*SELECTED EXTRACT*.
-=-=-=-=-

This tool takes a Twitter username and extracts possible PII. It aims to extract the following from tweets:
- Emails
- Mentions
- Hashtags
- URLs
- IPs
For Output, the default generates a LaTex report titled: report.pdf, this name can be changed, it can also be directed to stdout instead.
Further Development should focus on increasing the number of available information, as well as improving the regex.
$ git clone https://github.com/cjharris18/Twitter-Media-Scraper.git
From here, enter the repository like so:
$ cd Twitter-Media-Scraper/
You will want to install any project dependencies, you can do this by running the following:
$ pip3 install -r requirements.txt
Running the tool can be done as follows:
$ python3 twitter-media-scraper.py
As highlighted previously, the most basic usage can be done as follows:
$ python3 twitter-media-scraper.py
Using the above command, the user will be prompted for all the fields the tool requires. These can also be specified at the command line:
$ python3 twitter-media-scraper.py -h
usage: twitter-media-scraper.py [-h] [-t TWITTER] [-o OUTPUT] [-e] [-r REPORT] [-s]
Extract and Analyse Tweets for potential PII.

-=-=-=-=-

[Excerpts of annotation records]
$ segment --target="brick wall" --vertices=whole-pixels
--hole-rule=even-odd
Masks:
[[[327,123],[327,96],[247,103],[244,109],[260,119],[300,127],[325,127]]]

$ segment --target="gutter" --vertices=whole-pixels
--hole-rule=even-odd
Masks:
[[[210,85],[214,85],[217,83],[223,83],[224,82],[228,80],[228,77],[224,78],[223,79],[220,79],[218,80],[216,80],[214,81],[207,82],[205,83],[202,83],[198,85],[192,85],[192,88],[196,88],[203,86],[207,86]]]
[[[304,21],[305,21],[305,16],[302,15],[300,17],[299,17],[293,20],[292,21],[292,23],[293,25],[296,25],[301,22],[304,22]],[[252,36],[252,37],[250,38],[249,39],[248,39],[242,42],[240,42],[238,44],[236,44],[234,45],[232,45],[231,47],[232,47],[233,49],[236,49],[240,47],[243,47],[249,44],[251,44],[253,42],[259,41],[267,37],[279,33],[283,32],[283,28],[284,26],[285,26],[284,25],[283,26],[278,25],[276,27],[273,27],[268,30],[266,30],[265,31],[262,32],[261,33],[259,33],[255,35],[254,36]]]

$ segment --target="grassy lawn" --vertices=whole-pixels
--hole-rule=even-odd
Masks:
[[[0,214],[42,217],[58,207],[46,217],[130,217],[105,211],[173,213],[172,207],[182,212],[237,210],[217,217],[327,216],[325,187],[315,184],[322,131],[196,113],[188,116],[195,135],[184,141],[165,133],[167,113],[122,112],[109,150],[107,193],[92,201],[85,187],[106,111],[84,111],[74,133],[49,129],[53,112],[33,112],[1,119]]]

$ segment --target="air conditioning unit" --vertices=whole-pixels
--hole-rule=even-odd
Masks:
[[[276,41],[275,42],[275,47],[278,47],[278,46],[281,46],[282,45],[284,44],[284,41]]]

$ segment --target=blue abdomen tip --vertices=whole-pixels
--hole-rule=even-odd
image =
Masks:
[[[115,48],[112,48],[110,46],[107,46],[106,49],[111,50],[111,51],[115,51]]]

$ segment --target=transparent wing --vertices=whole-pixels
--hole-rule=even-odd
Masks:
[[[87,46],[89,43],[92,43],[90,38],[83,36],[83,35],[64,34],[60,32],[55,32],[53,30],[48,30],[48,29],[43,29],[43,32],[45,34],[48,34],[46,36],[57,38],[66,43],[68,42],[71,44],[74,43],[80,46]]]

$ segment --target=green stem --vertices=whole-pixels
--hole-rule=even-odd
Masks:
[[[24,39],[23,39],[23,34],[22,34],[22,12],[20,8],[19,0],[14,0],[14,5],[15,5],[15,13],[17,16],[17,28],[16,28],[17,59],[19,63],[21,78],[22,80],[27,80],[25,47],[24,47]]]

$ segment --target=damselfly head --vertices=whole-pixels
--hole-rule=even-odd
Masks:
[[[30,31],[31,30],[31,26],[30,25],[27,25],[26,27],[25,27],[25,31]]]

-=-=-=-=-

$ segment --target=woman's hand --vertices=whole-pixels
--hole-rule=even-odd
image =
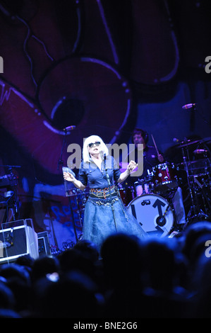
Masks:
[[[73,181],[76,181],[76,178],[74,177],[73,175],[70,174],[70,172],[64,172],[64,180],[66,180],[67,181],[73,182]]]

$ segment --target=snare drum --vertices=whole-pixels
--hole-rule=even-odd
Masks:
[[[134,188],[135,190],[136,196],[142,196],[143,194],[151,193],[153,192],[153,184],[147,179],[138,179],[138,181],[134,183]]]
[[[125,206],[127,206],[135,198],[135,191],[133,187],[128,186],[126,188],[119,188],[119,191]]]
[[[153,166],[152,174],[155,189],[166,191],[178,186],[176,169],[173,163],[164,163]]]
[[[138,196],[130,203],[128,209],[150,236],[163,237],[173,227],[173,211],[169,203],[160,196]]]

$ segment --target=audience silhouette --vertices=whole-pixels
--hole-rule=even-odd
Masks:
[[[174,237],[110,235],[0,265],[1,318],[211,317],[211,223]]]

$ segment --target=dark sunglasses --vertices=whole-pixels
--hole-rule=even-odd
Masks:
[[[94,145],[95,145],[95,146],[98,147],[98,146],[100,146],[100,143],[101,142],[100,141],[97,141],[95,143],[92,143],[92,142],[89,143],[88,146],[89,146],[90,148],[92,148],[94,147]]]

-=-=-=-=-

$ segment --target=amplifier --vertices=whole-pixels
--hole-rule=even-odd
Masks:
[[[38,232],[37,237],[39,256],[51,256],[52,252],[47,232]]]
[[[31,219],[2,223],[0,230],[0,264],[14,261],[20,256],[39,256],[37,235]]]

-=-=-=-=-

*REQUEST A*. According to the Twitter scraper README, what happens when the tool is run with the most basic command, and what alternative does the text offer?
*REQUEST B*. Write a continuation of the Twitter scraper README, picking up after its last line.
The listing plays no part in this work.

*OUTPUT A*. The user is prompted for all the fields the tool requires. Those fields can instead be specified at the command line.

*OUTPUT B*.
optional arguments:
-h, --help show this help message and exit
-t TWITTER, --twitter TWITTER
Specify Twitter Username at the Command Line.
-o OUTPUT, --output OUTPUT
Specify a filename to store the JSON tweet data.
-e, --env Do not prompt for Enviroment Variables.
-r REPORT, --report REPORT
Specify a filename for the report.
-s, --stdout Output the information to stdout, not as a report (the default).
For getting the required Twitter Keys and Tokens required, you will need a Twitter Developer account. Please follow this link for more. The tool requires the following:
- Twitter Access Token (
ACCESS_TOKEN) - Twitter Access Secret (
ACCESS_SECRET) - Twitter Consumer Key (
CONSUMER_KEY) - Twitter Consumer Secret (
CONSUMER_SECRET) - Twitter Bearer Token (
BEARER_TOKEN)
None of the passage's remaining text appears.